• _도전 과제 1_
C 확장과 대안을 다룬 글을 처음부터 끝까지 한 글자도 바꾸지 말고 다시 적어 주세요.

◇ ◇ ◇ ◇

C 확장과 대안

Cython, Numba, ctypes로 Python의 속도 한계를 극복합니다.

설치

pip install cython numba cffi

Numba — JIT 컴파일러 (가장 쉬운 방법)

from numba import njit, jit, prange
import numpy as np
import time


# ── 기본 @njit ────────────────────────────────────────────
@njit
def sum_squares(n: int) -> float:
    total = 0.0
    for i in range(n):
        total += i * i
    return total


# 첫 호출 시 컴파일 (워밍업)
sum_squares(100)

# 비교
start = time.perf_counter()
result_py = sum(i * i for i in range(10_000_000))
print(f"Python: {time.perf_counter() - start:.3f}s")

start = time.perf_counter()
result_nb = sum_squares(10_000_000)
print(f"Numba:  {time.perf_counter() - start:.3f}s")


# ── NumPy 배열 처리 ───────────────────────────────────────
@njit(parallel=True)  # 병렬 처리
def parallel_sum(arr: np.ndarray) -> float:
    total = 0.0
    for i in prange(len(arr)):  # prange = 병렬 range
        total += arr[i]
    return total


arr = np.random.random(10_000_000)
result = parallel_sum(arr)

◇ ◇ ◇ ◇

• _도전 과제 2_
아래 행에서 "berry"라는 문자열이 들어 있는 행을 모두 골라 적으세요. 대소문자를 구분합니다.

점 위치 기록
◇ ◇ ◇ ◇

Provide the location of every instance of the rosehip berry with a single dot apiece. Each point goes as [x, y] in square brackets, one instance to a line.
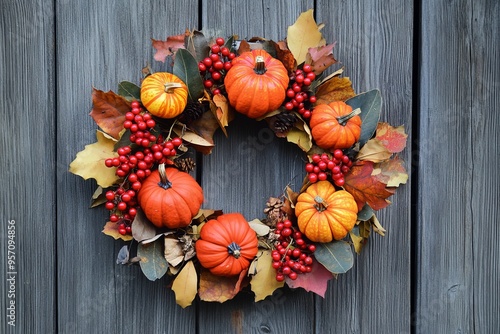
[220, 41]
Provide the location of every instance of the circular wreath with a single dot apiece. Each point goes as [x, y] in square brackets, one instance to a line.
[141, 162]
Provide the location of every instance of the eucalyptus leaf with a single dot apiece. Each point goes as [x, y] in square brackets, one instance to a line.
[197, 45]
[370, 104]
[186, 68]
[128, 89]
[153, 263]
[336, 256]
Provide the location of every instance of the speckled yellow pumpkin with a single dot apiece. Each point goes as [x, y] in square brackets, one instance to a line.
[324, 213]
[164, 94]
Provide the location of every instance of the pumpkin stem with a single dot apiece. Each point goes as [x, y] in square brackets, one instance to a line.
[260, 65]
[164, 182]
[320, 204]
[344, 119]
[171, 86]
[234, 249]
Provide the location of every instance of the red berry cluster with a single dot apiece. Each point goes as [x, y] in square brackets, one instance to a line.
[323, 166]
[135, 166]
[292, 255]
[298, 96]
[214, 67]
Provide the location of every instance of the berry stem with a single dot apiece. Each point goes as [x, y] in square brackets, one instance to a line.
[170, 87]
[164, 182]
[260, 66]
[344, 119]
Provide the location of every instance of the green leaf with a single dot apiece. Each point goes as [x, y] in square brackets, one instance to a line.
[365, 213]
[186, 68]
[370, 104]
[129, 90]
[153, 263]
[336, 256]
[197, 44]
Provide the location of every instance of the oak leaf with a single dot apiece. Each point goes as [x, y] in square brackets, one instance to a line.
[168, 47]
[264, 282]
[109, 111]
[393, 138]
[111, 229]
[335, 89]
[304, 34]
[89, 163]
[219, 288]
[366, 188]
[185, 285]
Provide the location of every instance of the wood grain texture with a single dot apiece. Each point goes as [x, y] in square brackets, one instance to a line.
[374, 43]
[247, 168]
[458, 271]
[99, 44]
[27, 156]
[485, 141]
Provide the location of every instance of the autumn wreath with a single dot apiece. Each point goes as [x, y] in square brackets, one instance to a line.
[142, 164]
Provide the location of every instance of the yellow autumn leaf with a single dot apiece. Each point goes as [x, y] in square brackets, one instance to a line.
[89, 163]
[304, 34]
[264, 281]
[111, 229]
[185, 285]
[374, 151]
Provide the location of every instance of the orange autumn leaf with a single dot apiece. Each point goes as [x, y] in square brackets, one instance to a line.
[219, 288]
[367, 188]
[109, 111]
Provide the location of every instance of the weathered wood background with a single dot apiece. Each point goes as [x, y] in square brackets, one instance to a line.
[437, 66]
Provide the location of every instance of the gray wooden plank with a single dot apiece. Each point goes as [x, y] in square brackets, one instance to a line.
[374, 43]
[485, 196]
[458, 195]
[28, 170]
[100, 44]
[248, 167]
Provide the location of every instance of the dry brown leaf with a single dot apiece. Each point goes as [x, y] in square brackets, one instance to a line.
[111, 229]
[185, 285]
[108, 111]
[335, 89]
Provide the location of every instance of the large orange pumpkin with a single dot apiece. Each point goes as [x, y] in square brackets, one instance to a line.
[256, 83]
[164, 94]
[335, 125]
[324, 214]
[170, 198]
[227, 245]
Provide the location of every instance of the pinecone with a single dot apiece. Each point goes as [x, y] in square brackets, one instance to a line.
[274, 212]
[185, 164]
[284, 121]
[192, 112]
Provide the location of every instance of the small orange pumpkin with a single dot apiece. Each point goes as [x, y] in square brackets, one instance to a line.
[324, 214]
[256, 83]
[170, 198]
[335, 125]
[164, 94]
[227, 245]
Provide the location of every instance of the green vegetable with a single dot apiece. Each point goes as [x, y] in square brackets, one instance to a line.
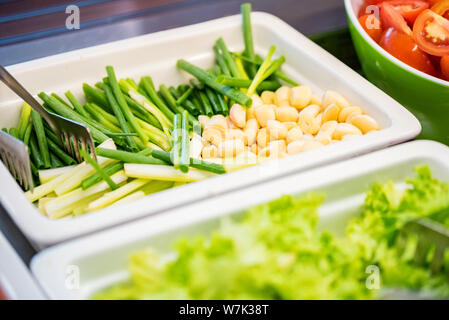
[275, 251]
[96, 96]
[102, 173]
[124, 108]
[96, 177]
[120, 117]
[209, 80]
[67, 112]
[221, 62]
[205, 103]
[38, 126]
[184, 160]
[278, 74]
[147, 84]
[75, 103]
[175, 154]
[55, 162]
[128, 157]
[228, 58]
[184, 96]
[243, 83]
[261, 72]
[24, 120]
[27, 135]
[34, 151]
[248, 35]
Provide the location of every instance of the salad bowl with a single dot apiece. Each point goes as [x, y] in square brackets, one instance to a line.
[424, 95]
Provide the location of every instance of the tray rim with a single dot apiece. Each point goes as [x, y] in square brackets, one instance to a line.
[43, 232]
[60, 255]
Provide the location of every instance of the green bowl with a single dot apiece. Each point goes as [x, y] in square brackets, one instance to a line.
[425, 96]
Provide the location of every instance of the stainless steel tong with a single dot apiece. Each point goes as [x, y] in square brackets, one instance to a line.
[14, 154]
[71, 134]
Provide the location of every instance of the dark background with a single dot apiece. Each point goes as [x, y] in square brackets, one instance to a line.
[31, 29]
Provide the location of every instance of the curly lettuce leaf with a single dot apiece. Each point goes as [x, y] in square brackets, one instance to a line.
[275, 252]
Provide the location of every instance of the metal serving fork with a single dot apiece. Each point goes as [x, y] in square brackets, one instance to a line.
[14, 154]
[70, 133]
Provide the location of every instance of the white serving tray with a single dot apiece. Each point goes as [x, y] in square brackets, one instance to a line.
[101, 259]
[16, 280]
[156, 54]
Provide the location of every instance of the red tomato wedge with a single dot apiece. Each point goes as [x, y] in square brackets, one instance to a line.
[444, 64]
[441, 8]
[366, 4]
[391, 18]
[372, 26]
[404, 48]
[431, 33]
[409, 9]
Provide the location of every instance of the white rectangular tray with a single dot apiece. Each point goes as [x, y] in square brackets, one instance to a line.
[156, 54]
[102, 259]
[16, 280]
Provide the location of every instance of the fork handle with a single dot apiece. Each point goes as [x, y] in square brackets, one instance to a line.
[15, 86]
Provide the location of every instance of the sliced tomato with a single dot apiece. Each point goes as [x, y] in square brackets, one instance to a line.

◇ ◇ ◇ ◇

• _전체 답변 1_
C 확장과 대안

Cython, Numba, ctypes로 Python의 속도 한계를 극복합니다.

설치

pip install cython numba cffi

Numba — JIT 컴파일러 (가장 쉬운 방법)

from numba import njit, jit, prange
import numpy as np
import time


# ── 기본 @njit ────────────────────────────────────────────
@njit
def sum_squares(n: int) -> float:
    total = 0.0
    for i in range(n):
        total += i * i
    return total


# 첫 호출 시 컴파일 (워밍업)
sum_squares(100)

# 비교
start = time.perf_counter()
result_py = sum(i * i for i in range(10_000_000))
print(f"Python: {time.perf_counter() - start:.3f}s")

start = time.perf_counter()
result_nb = sum_squares(10_000_000)
print(f"Numba:  {time.perf_counter() - start:.3f}s")


# ── NumPy 배열 처리 ───────────────────────────────────────
@njit(parallel=True)  # 병렬 처리
def parallel_sum(arr: np.ndarray) -> float:
    total = 0.0
    for i in prange(len(arr)):  # prange = 병렬 range
        total += arr[i]
    return total


arr = np.random.random(10_000_000)
result = parallel_sum(arr)

• _전체 답변 2_
Provide the location of every instance of the rosehip berry with a single dot apiece. Each point goes as [x, y] in square brackets, one instance to a line.
Provide the location of every instance of the red berry cluster with a single dot apiece. Each point goes as [x, y] in square brackets, one instance to a line.
Provide the location of every instance of the berry stem with a single dot apiece. Each point goes as [x, y] in square brackets, one instance to a line.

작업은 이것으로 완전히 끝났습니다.